Die von EU-Agrarkommissarin Mariann Fischer Boel vorgelegten Vorschläge reichten nicht, um die Milchkrise zu überwinden, erklärten die Minister am Freitag zum Abschluss ihrer Herbstkonferenz in Eisleben in Sachsen-Anhalt. Sie warnten vor nationalen Alleingängen gegen die Milchpreiskrise. Es gebe kaum wirksame Möglichkeiten, den
Milchmarkt durch staatliche Eingriffe kurzfristig zu stabilisieren.
Die Tagung wurde begleitet von wütenden Protesten von Milchbauern, die tausende Liter Milch vor den Konferenzort kippten und den Eingang stundenlang blockierten. Die Milchbauern bekommen in Deutschland nach Angaben des Bauernverbands derzeit zwischen 20 und 27 Cent pro Liter Milch. Die
Milchviehhalter fordern etwa das Doppelte, um kostendeckend zu arbeiten. Die Agrarminister warnten, einseitige nationale Maßnahmen seien keine Garantie dafür, dass die
Milchpreise steigen. Es müssten aber alle Möglichkeiten genutzt werden, um wettbewerbsfähige Betriebe am Markt zu halten. «Wir wollen den Milchbauern nach unseren Möglichkeiten helfen», sagte Sachsens Agrarminister Frank Kupfer (CDU). Bundesagrarministerin Ilse
Aigner (CSU) kündigte an, in der kommenden Woche nach Brüssel zu fahren, um mit der
EU-Kommission weiterzuberaten.
Die EU-Agrarkommissarin hatte am Donnerstag Vorschläge für weitere Hilfen gemacht. Die EU-Mitgliedsländer sollen Milchmengen aufkaufen können, um das Angebot besser zu verringern. Fischer Boel will die Regeln für den Aufkauf von Milchquoten - der Obergrenze der
Milchproduktion - durch die Mitgliedstaaten ändern. Als Folge könnten Strafen eher fällig werden, wenn die Staaten ihre Quote überziehen. In Preisverhandlungen mit der Industrie sollen Milchbauern gestärkt werden. Die EU-Agrarminister müssen den Vorschlägen noch zustimmen. «Wir dürfen (...) nicht dem Irrtum erliegen, dass eine Quotenverknappung durch Maßnahmen auf nationaler Ebene die Milchpreissituation nachhaltig beeinflussen könnte», sagte Kupfer.

□ □ □ □

Aufgabe 1
Schreib aus dem Text zur Milchkrise den Abschnitt ab, der bei den Worten „Die Tagung wurde“ beginnt und nach „EU-Kommission weiterzuberaten.“ endet.

Material zur Aufgabe

□ □ □ □

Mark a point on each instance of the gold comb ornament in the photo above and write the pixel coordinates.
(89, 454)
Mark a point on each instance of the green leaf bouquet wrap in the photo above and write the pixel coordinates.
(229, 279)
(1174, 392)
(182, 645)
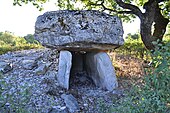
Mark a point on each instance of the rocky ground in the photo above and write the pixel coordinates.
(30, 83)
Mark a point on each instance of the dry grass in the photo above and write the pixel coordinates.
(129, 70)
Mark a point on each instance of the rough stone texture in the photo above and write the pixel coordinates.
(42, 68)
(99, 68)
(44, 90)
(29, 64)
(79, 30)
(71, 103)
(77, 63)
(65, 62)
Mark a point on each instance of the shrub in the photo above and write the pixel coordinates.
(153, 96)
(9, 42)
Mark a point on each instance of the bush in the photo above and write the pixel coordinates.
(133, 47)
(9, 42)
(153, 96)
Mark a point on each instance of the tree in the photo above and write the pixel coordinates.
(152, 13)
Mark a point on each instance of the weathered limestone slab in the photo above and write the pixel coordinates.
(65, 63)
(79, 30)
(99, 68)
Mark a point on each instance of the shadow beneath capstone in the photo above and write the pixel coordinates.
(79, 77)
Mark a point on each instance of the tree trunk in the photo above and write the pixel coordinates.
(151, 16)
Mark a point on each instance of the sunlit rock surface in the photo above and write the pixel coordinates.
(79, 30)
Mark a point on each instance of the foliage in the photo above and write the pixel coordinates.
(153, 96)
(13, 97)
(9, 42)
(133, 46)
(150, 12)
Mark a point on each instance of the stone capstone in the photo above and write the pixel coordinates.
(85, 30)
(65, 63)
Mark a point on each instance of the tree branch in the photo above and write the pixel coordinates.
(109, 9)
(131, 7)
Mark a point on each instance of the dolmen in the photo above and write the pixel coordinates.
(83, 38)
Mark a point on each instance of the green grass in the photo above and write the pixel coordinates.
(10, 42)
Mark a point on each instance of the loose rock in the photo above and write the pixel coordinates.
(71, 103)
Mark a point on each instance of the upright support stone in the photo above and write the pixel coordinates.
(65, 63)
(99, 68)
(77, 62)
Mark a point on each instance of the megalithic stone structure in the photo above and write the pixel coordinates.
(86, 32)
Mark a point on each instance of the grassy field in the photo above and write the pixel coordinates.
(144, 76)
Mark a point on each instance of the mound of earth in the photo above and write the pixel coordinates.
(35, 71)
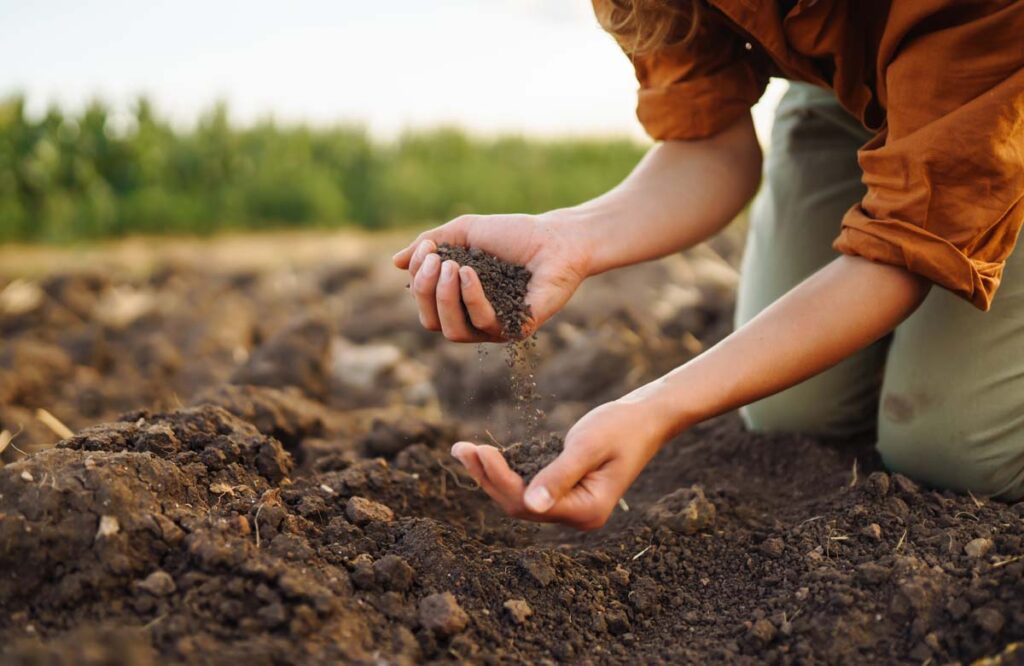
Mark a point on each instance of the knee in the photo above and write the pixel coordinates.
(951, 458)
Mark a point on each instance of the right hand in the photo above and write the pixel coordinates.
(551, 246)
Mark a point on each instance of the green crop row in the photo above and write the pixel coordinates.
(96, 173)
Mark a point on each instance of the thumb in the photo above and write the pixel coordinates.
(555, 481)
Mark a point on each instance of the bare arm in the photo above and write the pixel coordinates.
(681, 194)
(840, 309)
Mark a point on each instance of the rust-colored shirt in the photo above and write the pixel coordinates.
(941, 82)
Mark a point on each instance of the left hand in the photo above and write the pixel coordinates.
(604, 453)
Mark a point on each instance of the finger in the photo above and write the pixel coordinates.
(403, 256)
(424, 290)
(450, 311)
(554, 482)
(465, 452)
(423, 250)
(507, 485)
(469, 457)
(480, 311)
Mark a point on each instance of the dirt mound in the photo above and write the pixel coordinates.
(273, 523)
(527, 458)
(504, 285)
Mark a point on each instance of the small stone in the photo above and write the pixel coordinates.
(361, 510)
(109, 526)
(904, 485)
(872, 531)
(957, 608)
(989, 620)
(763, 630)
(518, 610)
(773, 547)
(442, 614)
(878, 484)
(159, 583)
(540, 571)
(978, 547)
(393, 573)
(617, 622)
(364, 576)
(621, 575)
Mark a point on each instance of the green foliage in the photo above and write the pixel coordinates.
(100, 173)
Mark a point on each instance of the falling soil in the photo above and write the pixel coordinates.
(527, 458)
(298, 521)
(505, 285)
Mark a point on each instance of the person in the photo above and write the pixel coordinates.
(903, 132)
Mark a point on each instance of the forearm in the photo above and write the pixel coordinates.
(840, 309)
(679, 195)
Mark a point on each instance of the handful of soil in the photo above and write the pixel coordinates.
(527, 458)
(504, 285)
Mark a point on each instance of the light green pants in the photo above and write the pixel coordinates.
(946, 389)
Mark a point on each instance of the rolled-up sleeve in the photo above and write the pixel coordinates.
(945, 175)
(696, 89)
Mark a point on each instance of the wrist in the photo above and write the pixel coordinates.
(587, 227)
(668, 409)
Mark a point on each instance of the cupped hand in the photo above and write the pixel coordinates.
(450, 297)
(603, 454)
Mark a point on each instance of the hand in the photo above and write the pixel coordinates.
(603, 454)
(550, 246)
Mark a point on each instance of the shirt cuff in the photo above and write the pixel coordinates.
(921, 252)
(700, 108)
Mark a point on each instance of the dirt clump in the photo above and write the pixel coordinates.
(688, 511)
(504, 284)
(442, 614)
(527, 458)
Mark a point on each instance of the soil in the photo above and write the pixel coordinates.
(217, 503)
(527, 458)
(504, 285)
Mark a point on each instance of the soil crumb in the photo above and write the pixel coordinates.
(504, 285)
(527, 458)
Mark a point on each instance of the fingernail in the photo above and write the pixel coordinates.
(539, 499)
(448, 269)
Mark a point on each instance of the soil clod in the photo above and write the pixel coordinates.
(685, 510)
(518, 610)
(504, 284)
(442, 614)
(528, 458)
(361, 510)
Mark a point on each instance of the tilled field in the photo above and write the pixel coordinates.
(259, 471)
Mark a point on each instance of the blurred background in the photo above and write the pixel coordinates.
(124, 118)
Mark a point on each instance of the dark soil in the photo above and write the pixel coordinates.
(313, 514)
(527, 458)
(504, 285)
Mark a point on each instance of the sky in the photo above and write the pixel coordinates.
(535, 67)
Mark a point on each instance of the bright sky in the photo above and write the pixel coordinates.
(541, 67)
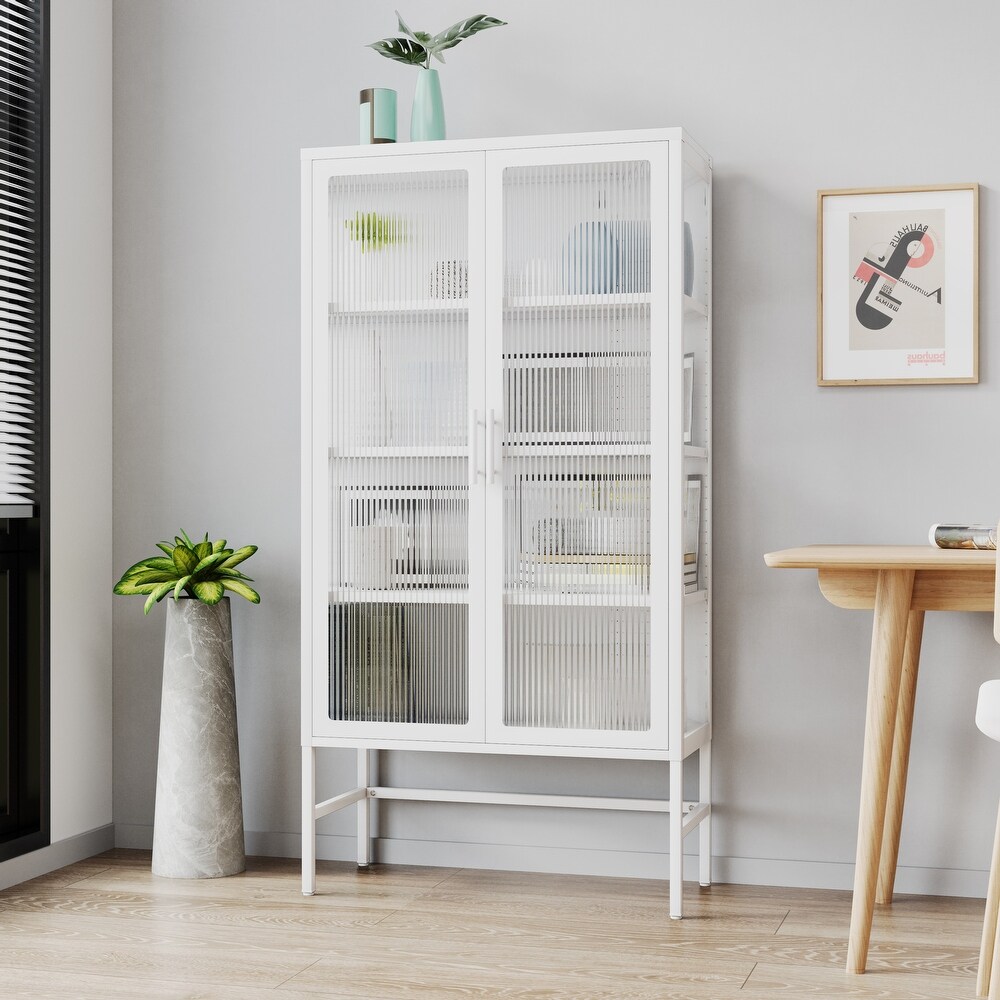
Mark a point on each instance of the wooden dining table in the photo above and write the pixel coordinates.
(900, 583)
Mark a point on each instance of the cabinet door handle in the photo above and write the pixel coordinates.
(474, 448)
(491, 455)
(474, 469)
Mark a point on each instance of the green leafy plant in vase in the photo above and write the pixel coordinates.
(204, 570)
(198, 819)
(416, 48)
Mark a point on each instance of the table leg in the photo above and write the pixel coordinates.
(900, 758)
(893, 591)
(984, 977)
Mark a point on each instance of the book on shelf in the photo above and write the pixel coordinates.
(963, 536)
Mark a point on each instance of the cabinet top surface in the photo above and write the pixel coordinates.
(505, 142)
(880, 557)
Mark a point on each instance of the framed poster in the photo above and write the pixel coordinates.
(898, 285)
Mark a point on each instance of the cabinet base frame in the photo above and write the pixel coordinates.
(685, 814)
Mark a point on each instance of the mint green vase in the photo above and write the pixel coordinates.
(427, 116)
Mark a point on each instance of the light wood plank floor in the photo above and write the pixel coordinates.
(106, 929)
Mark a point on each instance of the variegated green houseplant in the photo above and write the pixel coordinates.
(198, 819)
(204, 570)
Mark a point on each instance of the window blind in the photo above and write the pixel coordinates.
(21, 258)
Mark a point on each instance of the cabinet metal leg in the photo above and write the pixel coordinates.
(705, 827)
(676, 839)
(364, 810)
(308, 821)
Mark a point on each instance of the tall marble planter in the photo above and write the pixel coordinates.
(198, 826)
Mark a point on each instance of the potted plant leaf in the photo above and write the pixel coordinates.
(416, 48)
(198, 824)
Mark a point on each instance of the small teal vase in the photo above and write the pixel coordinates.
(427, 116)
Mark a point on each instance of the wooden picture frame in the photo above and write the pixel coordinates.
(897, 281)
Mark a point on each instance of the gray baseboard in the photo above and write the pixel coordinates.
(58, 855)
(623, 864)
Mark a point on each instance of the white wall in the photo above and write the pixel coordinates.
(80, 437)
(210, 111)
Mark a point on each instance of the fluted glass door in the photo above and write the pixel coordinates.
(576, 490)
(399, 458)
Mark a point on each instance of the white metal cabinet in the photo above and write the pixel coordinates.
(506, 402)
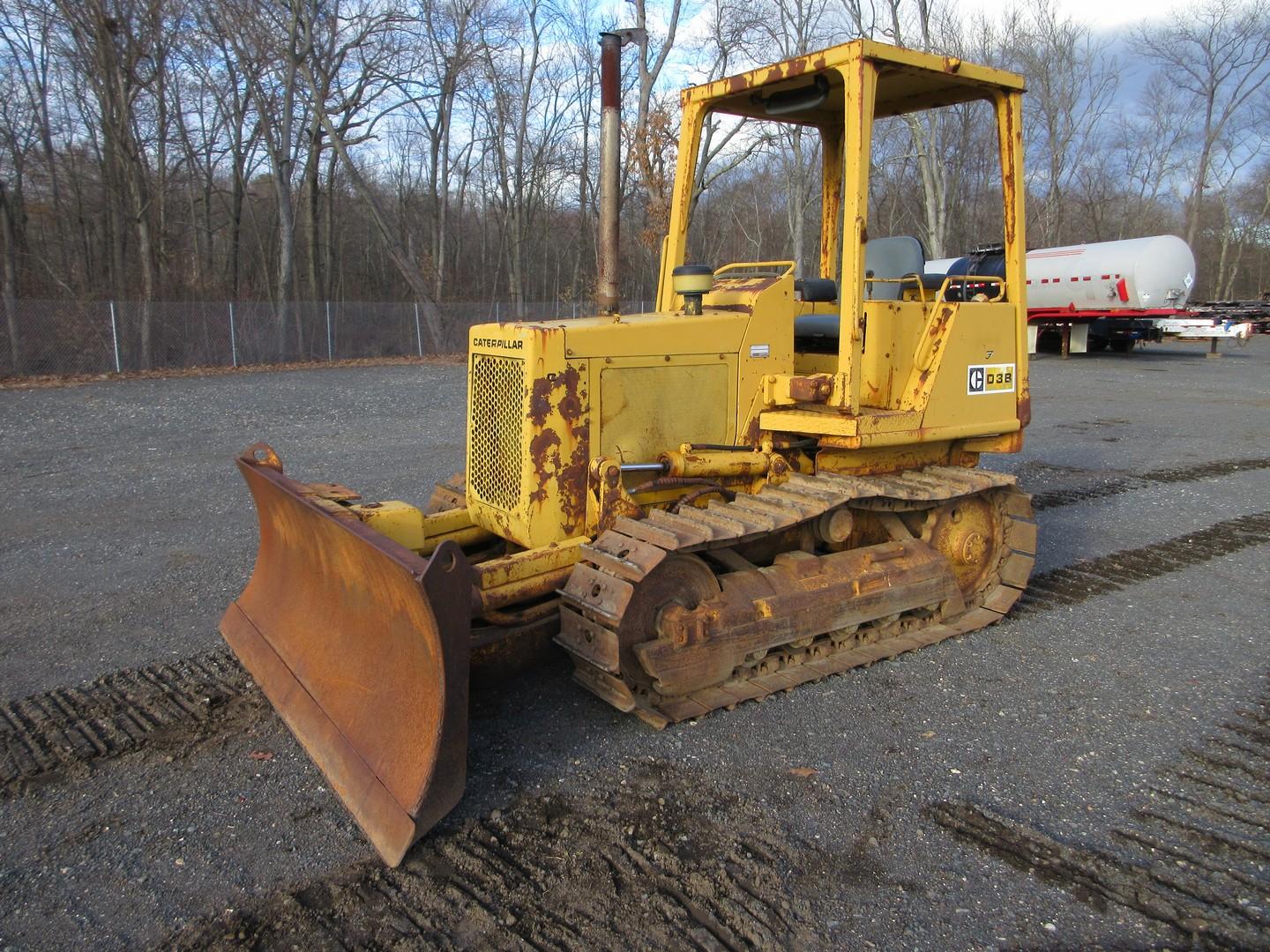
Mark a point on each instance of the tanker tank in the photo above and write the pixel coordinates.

□ □ □ □

Aufgabe 2
Ersetze in der Auflistung „tanker tank“ durch „fuel tank“, und zwar in den Zeilen von der Zeile mit „Mark a point on each instance of the white metal“ bis zum Ende der Auflistung. Gib nur diese Zeilen ohne die Bilder wieder und lass alles andere unverändert.

Lösung 1
Die Tagung wurde begleitet von wütenden Protesten von Milchbauern, die tausende Liter Milch vor den Konferenzort kippten und den Eingang stundenlang blockierten. Die Milchbauern bekommen in Deutschland nach Angaben des Bauernverbands derzeit zwischen 20 und 27 Cent pro Liter Milch. Die
Milchviehhalter fordern etwa das Doppelte, um kostendeckend zu arbeiten. Die Agrarminister warnten, einseitige nationale Maßnahmen seien keine Garantie dafür, dass die
Milchpreise steigen. Es müssten aber alle Möglichkeiten genutzt werden, um wettbewerbsfähige Betriebe am Markt zu halten. «Wir wollen den Milchbauern nach unseren Möglichkeiten helfen», sagte Sachsens Agrarminister Frank Kupfer (CDU). Bundesagrarministerin Ilse
Aigner (CSU) kündigte an, in der kommenden Woche nach Brüssel zu fahren, um mit der
EU-Kommission weiterzuberaten.

Lösung 2
Mark a point on each instance of the white metal cabinet in the photo above and write the pixel coordinates.
(506, 402)
Mark a point on each instance of the fuel tank in the photo above and write the pixel coordinates.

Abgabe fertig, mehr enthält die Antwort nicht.